— start Supplied text —

Friday, January 6, 2012

Hertford County Woman's Thoughts on Poverty Among the Elderly, 1937

Letter to the Editor in the January 1937 Issue of The Southern Planter

There is a distressingly large number of aged and destitute men and women in the world today, terrorized by impending old age that promises no surcease from the solicitude they feel for the necessities of existence. 

Most of these pathetic old people are worthy. And it’s not really their fault that they are thus brought face to face with poverty.

Their lives have been filled with toil and sacrifice, also they have known many hardships which we, of another generation, can scarcely comprehend. Disabled by infirmities attendant upon old age, they have lost the strength and courage to struggle longer with a calloused world for the independence which is theirs by every right on inheritance.

— end Supplied text —
— start Stored rows —

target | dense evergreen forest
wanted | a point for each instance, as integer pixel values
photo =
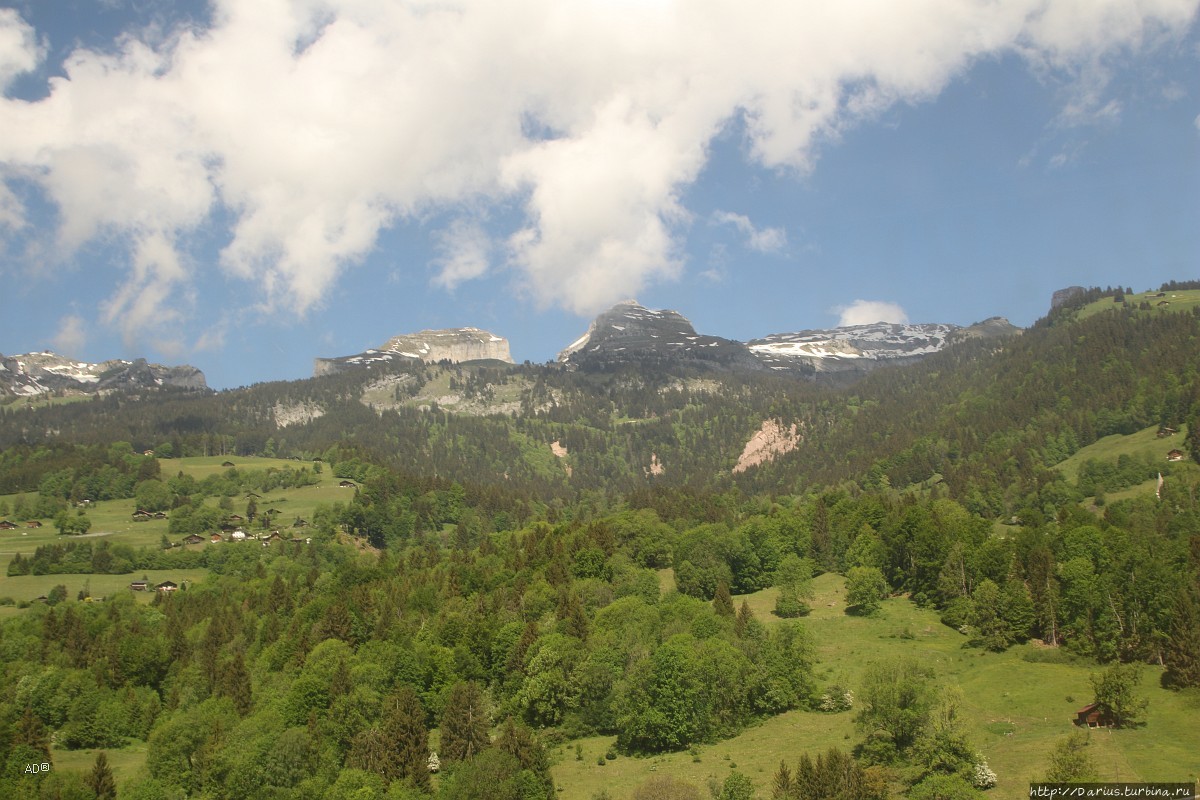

— end Stored rows —
— start Stored rows —

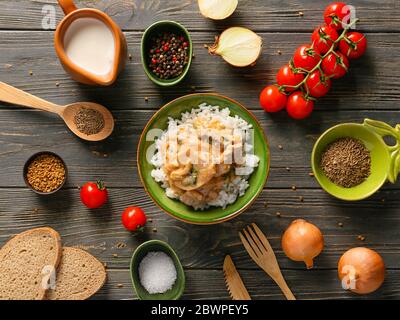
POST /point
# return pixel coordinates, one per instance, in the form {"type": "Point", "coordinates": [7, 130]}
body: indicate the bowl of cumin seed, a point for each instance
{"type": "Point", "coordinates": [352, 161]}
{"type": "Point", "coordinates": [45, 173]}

— end Stored rows —

▶ Problem requirements
According to the letter on poverty among the elderly, in which publication and issue did it appear?

▶ The completed task
The January 1937 issue of The Southern Planter.